笹川:迷うなあ…。「夏陰涼し 日傘の君」にしようかな。


――ここが一番良かった理由は?

笹川:ここも淡い思いを抱いている女性の感じなんですけれど。日傘をさしている女性って、おしとやかに見えてすごくいいなって。この現代でもそうなんですけど。当時の女性の人たちが日傘をさしているって、ちょっとハイソな方々なのかなというイメージがあるんです。暑いのにハイソな女性の人たち、ちょっと裕福なところの女性は、涼しそうに見える。この時代にもありません?綺麗な人って汗かかないのかなとか。

それをちょっと風流に言いたくて。この言い回しにしました。「日傘の君」って、なりたいよねというのもありますね。日本女性の美しさみたいなものも出したいなと思って入れていました。


――全体的に歌詞を見て思ったのですが、笹川さんは、歌詞の言葉の言い回しがすごく綺麗な言葉を並べられていますよね。

笹川:本当ですか?嬉しい。

━━━━━━

**課題:** 上の歌詞をめぐるインタビューを、笹川さんの最後の発言に続けて書き進めてください。

━━━━━━

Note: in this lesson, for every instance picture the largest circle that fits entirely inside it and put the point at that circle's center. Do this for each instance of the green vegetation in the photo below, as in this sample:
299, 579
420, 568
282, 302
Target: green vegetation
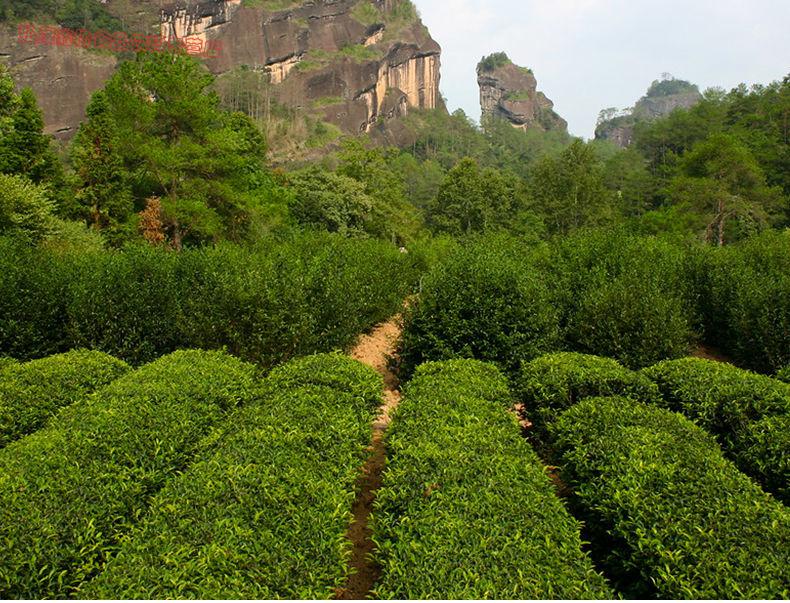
672, 518
745, 300
466, 510
553, 383
728, 402
266, 304
73, 490
483, 302
264, 514
32, 393
493, 62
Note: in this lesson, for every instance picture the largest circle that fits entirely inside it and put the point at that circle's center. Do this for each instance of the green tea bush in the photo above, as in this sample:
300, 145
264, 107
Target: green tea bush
264, 515
466, 510
70, 492
33, 286
746, 301
32, 392
553, 383
483, 302
266, 304
727, 402
623, 296
670, 516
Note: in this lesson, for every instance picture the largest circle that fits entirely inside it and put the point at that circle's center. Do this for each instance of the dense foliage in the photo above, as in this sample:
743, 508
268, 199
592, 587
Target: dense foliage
265, 304
33, 392
745, 300
730, 403
466, 510
264, 513
553, 383
672, 517
70, 492
483, 302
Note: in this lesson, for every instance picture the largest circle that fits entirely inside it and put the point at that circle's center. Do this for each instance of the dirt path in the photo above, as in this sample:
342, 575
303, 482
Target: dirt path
374, 350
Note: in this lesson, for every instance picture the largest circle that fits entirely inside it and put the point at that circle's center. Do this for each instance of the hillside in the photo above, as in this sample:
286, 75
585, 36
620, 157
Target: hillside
343, 63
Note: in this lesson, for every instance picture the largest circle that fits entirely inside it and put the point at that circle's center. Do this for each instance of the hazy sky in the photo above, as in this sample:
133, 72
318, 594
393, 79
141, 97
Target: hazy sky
591, 54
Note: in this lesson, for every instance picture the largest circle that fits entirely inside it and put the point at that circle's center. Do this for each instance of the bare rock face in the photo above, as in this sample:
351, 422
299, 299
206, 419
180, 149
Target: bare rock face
662, 98
351, 63
509, 92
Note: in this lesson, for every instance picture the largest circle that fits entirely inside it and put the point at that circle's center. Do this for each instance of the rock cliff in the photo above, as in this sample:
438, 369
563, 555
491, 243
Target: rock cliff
662, 98
351, 63
510, 92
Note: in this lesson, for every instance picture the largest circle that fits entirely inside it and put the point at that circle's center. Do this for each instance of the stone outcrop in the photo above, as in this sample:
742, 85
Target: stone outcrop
510, 92
350, 62
662, 98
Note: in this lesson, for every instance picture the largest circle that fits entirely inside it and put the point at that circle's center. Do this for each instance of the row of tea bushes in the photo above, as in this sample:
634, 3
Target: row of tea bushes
748, 413
672, 518
745, 300
70, 492
466, 510
607, 293
267, 304
553, 383
32, 392
264, 515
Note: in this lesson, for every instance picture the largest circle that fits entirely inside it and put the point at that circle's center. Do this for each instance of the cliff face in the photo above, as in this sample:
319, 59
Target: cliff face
661, 99
509, 92
350, 62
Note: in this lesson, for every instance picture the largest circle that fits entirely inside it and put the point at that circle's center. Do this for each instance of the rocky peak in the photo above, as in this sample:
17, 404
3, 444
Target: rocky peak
662, 98
510, 92
350, 63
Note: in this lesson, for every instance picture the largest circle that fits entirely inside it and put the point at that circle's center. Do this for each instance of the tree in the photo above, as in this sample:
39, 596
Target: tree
24, 148
722, 181
25, 208
163, 121
103, 192
569, 192
333, 202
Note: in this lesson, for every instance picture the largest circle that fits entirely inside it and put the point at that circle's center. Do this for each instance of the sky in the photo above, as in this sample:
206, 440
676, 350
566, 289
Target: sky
588, 55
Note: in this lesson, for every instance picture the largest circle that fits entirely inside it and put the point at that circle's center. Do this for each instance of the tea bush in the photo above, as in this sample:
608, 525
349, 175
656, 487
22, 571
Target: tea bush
727, 401
32, 392
466, 510
553, 383
69, 493
673, 518
267, 304
483, 302
623, 296
265, 513
746, 301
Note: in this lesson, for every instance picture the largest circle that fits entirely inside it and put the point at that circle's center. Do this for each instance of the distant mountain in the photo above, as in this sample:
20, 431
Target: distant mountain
663, 97
510, 92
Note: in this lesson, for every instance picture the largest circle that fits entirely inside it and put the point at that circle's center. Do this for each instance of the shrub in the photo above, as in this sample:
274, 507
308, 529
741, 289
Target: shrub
553, 383
466, 510
747, 301
33, 392
727, 401
671, 517
70, 492
264, 515
282, 299
33, 290
483, 302
623, 296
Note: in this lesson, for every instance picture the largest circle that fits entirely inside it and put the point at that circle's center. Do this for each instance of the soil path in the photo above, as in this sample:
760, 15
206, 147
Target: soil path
374, 350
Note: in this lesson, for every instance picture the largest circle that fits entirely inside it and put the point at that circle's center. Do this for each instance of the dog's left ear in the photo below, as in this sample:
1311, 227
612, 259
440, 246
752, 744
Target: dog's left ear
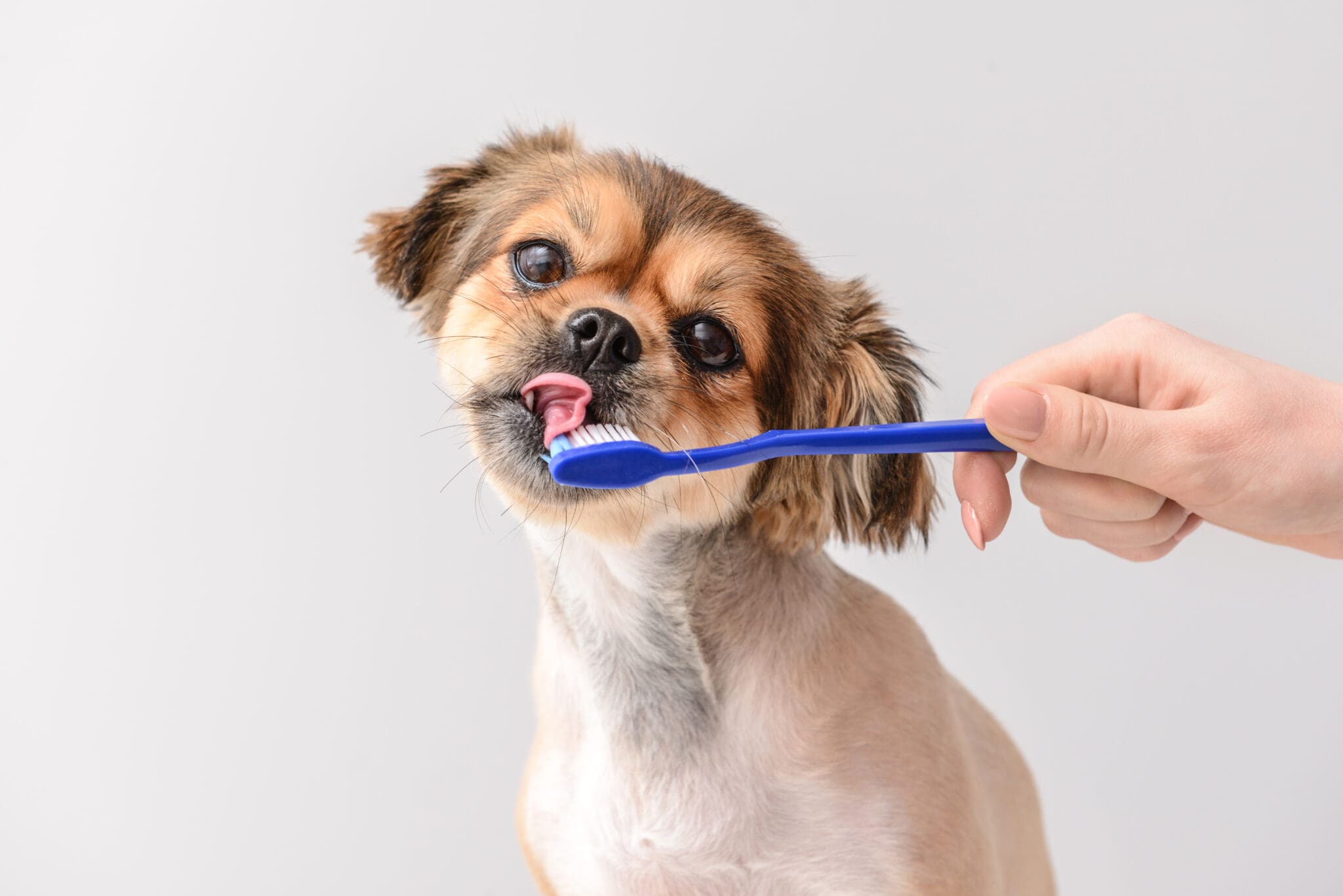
879, 500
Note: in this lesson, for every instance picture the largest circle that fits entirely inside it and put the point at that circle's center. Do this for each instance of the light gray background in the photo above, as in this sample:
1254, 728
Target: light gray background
247, 646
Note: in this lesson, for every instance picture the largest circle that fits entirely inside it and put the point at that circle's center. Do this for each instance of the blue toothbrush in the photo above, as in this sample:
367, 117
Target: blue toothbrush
602, 456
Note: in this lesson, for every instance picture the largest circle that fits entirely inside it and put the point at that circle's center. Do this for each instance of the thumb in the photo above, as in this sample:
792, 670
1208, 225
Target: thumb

━━━━━━

**解答:**
――頭の中に入っている単語って、ストックがなくなることはないんですか。

笹川:私、すごく前に、お正月の季節と春夏秋冬のものすごく綺麗な日本語の単語集みたいなものを頂いたんですよね。1冊1万円くらいするんですけれど。私の祖父のお友達が、こういうお仕事をしているならぜひということで、オールカラーで季語とか写真とかも載っているものをくださったんです。私はそれを見ているのが好きなのと、本を読むことが本当にすごく好きなので。

割と、頭の中に好きな単語を入れていて。そのときに分からなくても、歌詞を作るときに出てきたりするんです。常日頃、本を読んでいるというのは、もしかしたら大きいかもしれないですね。あとリズムじゃないですけど。読んでいて気持ちの良いリズムを心掛けたりはするんですけど。歌詞だけを読んだときも、詞として読めるような歌詞にしたいというのが元々あるので。そこはあるかもしれないですね。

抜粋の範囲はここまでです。